(Rows from a segmentation dataset)
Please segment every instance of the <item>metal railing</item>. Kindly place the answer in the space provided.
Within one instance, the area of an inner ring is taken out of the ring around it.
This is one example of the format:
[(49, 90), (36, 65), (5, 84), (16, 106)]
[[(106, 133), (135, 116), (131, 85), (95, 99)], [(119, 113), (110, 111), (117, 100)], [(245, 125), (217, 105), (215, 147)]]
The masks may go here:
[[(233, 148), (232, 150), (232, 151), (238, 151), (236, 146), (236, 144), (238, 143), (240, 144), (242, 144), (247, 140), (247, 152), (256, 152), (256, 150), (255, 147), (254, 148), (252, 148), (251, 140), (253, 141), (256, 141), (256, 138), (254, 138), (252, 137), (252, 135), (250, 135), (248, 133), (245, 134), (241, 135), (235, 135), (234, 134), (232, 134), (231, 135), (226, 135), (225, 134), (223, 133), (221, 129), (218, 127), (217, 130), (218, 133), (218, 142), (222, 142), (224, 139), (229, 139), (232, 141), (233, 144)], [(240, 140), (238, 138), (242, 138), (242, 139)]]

* **Task objective**
Please update the data above by replacing "metal railing" with "wooden handrail" and leaving everything else as it is.

* **Answer**
Please segment every instance of the <item>wooden handrail</item>. Kindly place the answer in the space provided.
Within one instance, the area of an inner ring is taken out of the ring around it.
This is one example of the format:
[(49, 90), (36, 65), (5, 84), (16, 106)]
[[(106, 133), (135, 116), (131, 85), (95, 99)], [(119, 113), (110, 111), (117, 100)], [(245, 125), (217, 105), (215, 147)]]
The masks may go here:
[[(233, 148), (232, 150), (232, 151), (238, 151), (236, 146), (236, 144), (238, 143), (240, 144), (242, 144), (247, 140), (247, 152), (256, 152), (256, 150), (255, 147), (254, 148), (252, 148), (251, 140), (253, 141), (256, 141), (256, 138), (254, 138), (252, 137), (252, 135), (250, 135), (248, 133), (245, 134), (241, 135), (235, 135), (234, 134), (232, 134), (231, 135), (226, 135), (225, 134), (223, 133), (221, 129), (218, 127), (217, 130), (218, 133), (218, 142), (222, 142), (224, 139), (229, 139), (232, 141), (233, 144)], [(240, 140), (238, 138), (242, 138), (242, 139)]]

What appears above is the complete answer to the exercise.